No entanto, o abandono da Cinemateca Brasileira está longe de ser o único problema do audiovisual nacional. Desde que fui convidada a iniciar esta coluna no Cinem(ação), e junto a todo o meu trabalho desenvolvido nas redes, busco chamar a atenção para o incêndio que impera silenciosamente em tratativas da Ancine e a regulamentação do streaming.
A paralisação dos recursos de forma criminosa vem desde a presidência golpista de Michel Temer. Existe, até hoje, produtoras que ainda não receberam recursos de projetos que deveriam ter sido executados ainda em 2018.
Parte da minha motivação de começar a falar sobre mercado audiovisual remonta deste tempo. O medo, a incerteza e as “investigações” sem propósito que paralisavam o trabalho de milhares de assistentes de produção em produtoras Brasil à fora.
Eu me incluo no seleto grupo mencionado, e por estar prestando serviços para uma produtora focada em filmes documentais políticos, pode-se imaginar o caos instaurado. Quando resolvi me aventurar por outros lugares, pesou a responsabilidade de informar e alertar, nem que seja um pouco, sobre o que estava por vir. Mas esse texto não é sobre a minha trajetória profissional no cinema.
A internet amanheceu na manhã de sexta em um misto de luto e revolta, principalmente com grandes “influencers” (caberia aqui até muitas outras aspas) completamente omissos e que hoje surfam no hype do caos, do desmonte, da tragédia já tão anunciada.
Hoje não podemos mais fazer nada pela Cinemateca, mas o audiovisual está aí travando lutas importantes e que são igualmente ignoradas por muitos daqueles que se dizem “amantes da sétima arte”, mas nunca se lembram do cinema brasileiro.
Enquanto a Cinemateca ainda corria o eminente perigo de pegar fogo, nosso audiovisual brasileiro já estava ardendo em chamas figurativas, mas ninguém pareceu ouvir tanto assim.
Muito além de uma luta pela regulamentação do streaming, o desgoverno atual tenta desmontar a maior legislação que temos hoje no país, a Lei do SeAC (ou comumente conhecida como Lei da TV paga).
Em um conluio com o Ministério das Comunicações e os grandes conglomerados internacionais de mídia que atuam predatoriamente em nosso país, a desestabilização da lei vem em cima de artigos que proíbem a concentração de monopólio e desautorizam o consenso da Anatel em liberar a oferta de conteúdo online dos canais da TV a cabo.
Hoje a legislação corresponde 90% do orçamento do Fundo Setorial do Audiovisual (FSA), massacrado desde Temer e pisado pelos devaneios de Bolsonaro em achar que sustentaria indicações sem nenhuma experiência no setor dentro de uma autarquia federal.

**Os dados:**
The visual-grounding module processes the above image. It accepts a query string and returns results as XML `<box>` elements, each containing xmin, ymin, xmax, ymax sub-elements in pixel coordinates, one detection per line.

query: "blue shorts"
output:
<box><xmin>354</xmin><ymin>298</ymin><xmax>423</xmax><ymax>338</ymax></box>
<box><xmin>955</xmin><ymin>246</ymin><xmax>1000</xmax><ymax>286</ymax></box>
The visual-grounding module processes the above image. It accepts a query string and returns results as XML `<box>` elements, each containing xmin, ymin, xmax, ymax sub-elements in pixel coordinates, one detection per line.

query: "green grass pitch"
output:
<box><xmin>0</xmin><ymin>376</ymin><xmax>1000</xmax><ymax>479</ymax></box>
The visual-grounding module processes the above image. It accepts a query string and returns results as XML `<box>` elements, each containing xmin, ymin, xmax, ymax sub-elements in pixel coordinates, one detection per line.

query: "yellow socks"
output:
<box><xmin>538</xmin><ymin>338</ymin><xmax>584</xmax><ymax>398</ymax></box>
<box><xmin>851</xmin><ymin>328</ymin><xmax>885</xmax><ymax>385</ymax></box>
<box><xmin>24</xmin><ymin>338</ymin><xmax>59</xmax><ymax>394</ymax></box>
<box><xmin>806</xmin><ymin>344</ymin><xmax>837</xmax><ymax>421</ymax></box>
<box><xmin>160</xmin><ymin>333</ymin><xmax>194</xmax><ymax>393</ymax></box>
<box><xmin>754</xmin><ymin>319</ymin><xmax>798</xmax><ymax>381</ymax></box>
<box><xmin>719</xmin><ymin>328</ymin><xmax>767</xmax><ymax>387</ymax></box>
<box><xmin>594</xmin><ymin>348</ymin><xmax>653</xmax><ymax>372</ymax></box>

**Perguntas a responder:**
a) Redigite o trecho sobre o audiovisual brasileiro desde “Hoje não podemos” até “da TV paga).”, incluindo essas palavras finais.
b) Responda com base no trecho sobre o audiovisual brasileiro:
(i) Em que ano deveriam ter sido executados os projetos cujos recursos algumas produtoras ainda não receberam?
(ii) Por qual nome a Lei do SeAC é comumente conhecida?
(iii) A que percentual do orçamento do Fundo Setorial do Audiovisual (FSA) corresponde hoje a legislação?
c) Prossiga com o trecho sobre o audiovisual brasileiro a partir do ponto em que ele termina.

**Respostas escritas:**
a)
Hoje não podemos mais fazer nada pela Cinemateca, mas o audiovisual está aí travando lutas importantes e que são igualmente ignoradas por muitos daqueles que se dizem “amantes da sétima arte”, mas nunca se lembram do cinema brasileiro.
Enquanto a Cinemateca ainda corria o eminente perigo de pegar fogo, nosso audiovisual brasileiro já estava ardendo em chamas figurativas, mas ninguém pareceu ouvir tanto assim.
Muito além de uma luta pela regulamentação do streaming, o desgoverno atual tenta desmontar a maior legislação que temos hoje no país, a Lei do SeAC (ou comumente conhecida como Lei da TV paga).

b)
(i) Em 2018.
(ii) Lei da TV paga.
(iii) 90%.

c)
Também é graças à Lei do SeAC que conseguimos começar a internacionalizar o cinema nacional, demos a oportunidade de vizinhos como Uruguai e Argentina de também seguirem esse curso, caminhamos para frente como o mundo determinou que fosse feito.
Hoje, isso tudo está em chamas, em caos junto a uma pandemia descontrolada, sem resolução, sem auxílio, sem nada. O problema da Cinemateca também é nosso, pelo nosso velho hábito de desistir de assistir a um filme brasileiro para acompanhar um lançamento estrangeiro.
Hoje eu também me sinto só. Parece que, por mais que as pessoas me deem espaços para escrever sobre essas questões, não sou ouvida o suficiente a ponto de conseguir viralizar um problema para encontrar uma solução junto a um Congresso em parte omisso e em parte já exausto de levar porrada.
Hoje levaram parte da nossa memória, mas o nosso presente também está prestes a pegar fogo. Aproveito a oportunidade para lembrar que na mesma semana do incêndio da Cinemateca Brasileira, tivemos novos decretos que minam e censuram a atuação da Lei Rouanet.
Parte das modificações pode e irá atingir a continuidade de festivais de cinema importantes para o país. O alerta não foi ouvido quando divulgado, mas com certeza será tratado com tristeza quando não tivermos os eventos culturais que tanto amamos, mais uma vez com a preocupação chegando tarde demais. Me despeço com uma provocação: quantas vezes no último ano se você se deu ao trabalho de checar as notícias do audiovisual brasileiro e contribuir para a divulgação de tantos pedidos?